### READING TEXT
BEGIN

What’s it like for philosophers in the US?

Ok, correct me if I’m wrong, but this has to do with college students, correct? So discussions of public secondary school standards are irrelevent to this, I think.

Why not simply define it as X number of credit-hours in courses of certain majors at any college which is accredited by certain organizations. If a college complains that they are not eligeble, then they would be told to either become accredited, or have their accrediting organization submit an application to be added to the list.

This allows a certain minimum standard, while minimizing total government regulation and red-tape, and in rules which are easy to follow and understand.

Ok, correct me if I’m wrong, but this has to do with college students, correct? So discussions of public secondary school standards are irrelevent to this, I think.

You’re wrong. :) The money for the college freshman (and possibly sophomores–the story is a bit unclear on that point), as it currently is proposed, is based on their high school coursework. They note that the requirements for the grants change based on college year.

“I don’t see much purpose, though, in just cranking out more scientists and engineers —- we already have surpluses in both fields.”

Wrong.

National Science Board Wrote:

The number of jobs in the U.S. economy that require science and engineering training will grow; the number of U.S. citizens prepared for those jobs will, at best, be level; and the availability of people from other countries who have science and engineering training will decline, either because of limits to entry imposed by U.S. national security restrictions or because of intense global competition for people with these skills. The United States has always depended on the inventiveness of its people in order to compete in the world marketplace. Now, preparation of the S&E workforce is a vital arena for national competitiveness.

Full report here

From a purely political standpoint, federal standards for what constitutes a “rigorous” secondary education could be great for defenders of good science education– if there were a single set of national standards, we wouldn’t have to run around fighting for good standards on a state-by-state basis.

END

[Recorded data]
BEGIN

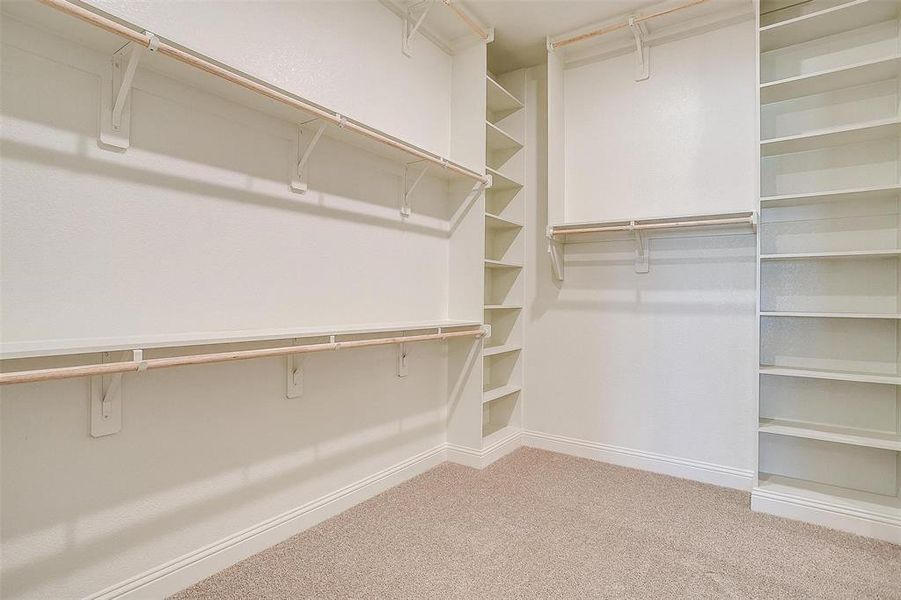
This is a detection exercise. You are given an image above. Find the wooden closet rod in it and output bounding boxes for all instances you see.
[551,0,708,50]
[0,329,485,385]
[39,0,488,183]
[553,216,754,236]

END

### WHAT TO WORK ON
**1)** In the discussion of college grant standards, what is the proposed money for college freshmen based on?
**2)** Carry the discussion of college grant standards further, starting right after its last sentence.
The recorded data plays no role in this work.

### WRITTEN ANSWERS
**1)** It is based on their high school coursework.

**2)**
Of course, as many posters have noted, we can’t trust politicians to do a good job of setting standards. But the brighter the media spotlight is, the more likely the politicians are to go with good science. That’s a trend I’ve noticed– there’s very little antievolutionism at the national level. Much more occurs at the state level and the most of all at the local level.

If the National Academy were to say, “That’s a great idea! Here’s what we think are a good set of standards”, that would put a lot of pressure on politicians to adopt those standards. Of course some politicians would try to weaken evolution education, but I think they’d be in an awkward position. Ultimately I think the scientific community could exert enough pressure to get good science standards passed.

I am not a real fan of centralized authority when it comes to education, but this could make it a lot easier for us to insist on good science education nationwide.

The US has so many standards that it is little better than no standards at all. Each state has science standards that may or may not be loosely based on the National Academy’s National Science Education Standards or on AAAS’s Benchmarks for Science Literacy. These state standards are vague enough that they require a huge amount of reworking–even rewriting– in order for them to make sense at a district level. Textbook manufacturers write dull, bloated, books designed to mention every possible topic so that they have the possibility of being sold in every one of the 15,000+ school districts in the US.

On the PISA 2003 problem solving study–IMHO the best existing indicator of the state of readiness of 15yr olds for the world of work– the US placed 29th out of the 40 participating countries. Twenty ninth! More that 50% of US 15yr olds have problem solving skills classified as Level 1 or *below*! It is not clear what these folks are going to do in our economy. Some labor economists are saying that, without remediation, these individual do not have the skills needed to enter the middle class. On a percentage basis we have fewer than half the number of Level 3 problem solvers (the best) than do the top performing countries. This is not a recipe for continued world leadership in much of anything.

So many things are need to fix this system. National standards, ones that meet the current world class level, will eventually be a part of the solution if the US aspires to remain a world leader. These may be Federal or simply national. As a reasonable starting place we should consider NAEP (National Assessment of Education Progress.) The fact that some state show nearly 90% of their student ranked “proficient” on the state test but only 20-30% on NAEP exposes the shoddy condidtion of most state standards. NAEP is far from perfect but it is a start. All students, teachers, parents, and textbook manufacturers would know what standard (read “test”) to which they would be held accountable. No weasling so that all state end up “above average.” It will happen here one day. Sooner than later I hope.

Why don’t we properly educate our students at the elementary, middle, and high school levels rather than look at college as some sort of band-aid on what amounts to a severed head?

We need less but more effective testing, concrete and sensible uniform standards, and a cultural emphasis on the importance of education.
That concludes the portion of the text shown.